» **SOURCE RECORDS**
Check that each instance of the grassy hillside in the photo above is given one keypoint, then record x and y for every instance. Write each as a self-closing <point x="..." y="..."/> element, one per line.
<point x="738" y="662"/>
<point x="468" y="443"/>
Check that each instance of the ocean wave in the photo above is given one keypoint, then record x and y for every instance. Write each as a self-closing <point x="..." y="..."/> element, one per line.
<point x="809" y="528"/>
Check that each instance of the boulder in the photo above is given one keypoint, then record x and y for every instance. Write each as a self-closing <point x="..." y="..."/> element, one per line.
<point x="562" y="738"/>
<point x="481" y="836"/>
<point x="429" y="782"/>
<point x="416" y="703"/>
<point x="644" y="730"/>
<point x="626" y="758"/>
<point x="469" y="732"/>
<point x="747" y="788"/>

» **OBJECTIVE**
Set out every line of the material above as a numbered list, leaving out any blank lines.

» **TASK OUTPUT**
1. Check that each instance of the grassy hillside in the photo above is given one keypoint, then record x and y for every instance. Write each as a self-closing <point x="..." y="..."/> element, one per line.
2. <point x="738" y="662"/>
3. <point x="468" y="443"/>
4. Check that each instance of the ocean wave in the photo above is given one keypoint, then record x and y for every instance. Write each as a self-closing <point x="..." y="..."/> element, one per line.
5. <point x="809" y="528"/>
6. Check that each instance of the boulder in the photo above is given one keypoint, then record x and y for every instance. Write each as a self-closing <point x="..." y="..."/> element, one per line.
7. <point x="562" y="738"/>
8. <point x="481" y="836"/>
9. <point x="429" y="782"/>
10. <point x="416" y="703"/>
11. <point x="644" y="730"/>
12. <point x="626" y="758"/>
13. <point x="469" y="732"/>
14. <point x="747" y="788"/>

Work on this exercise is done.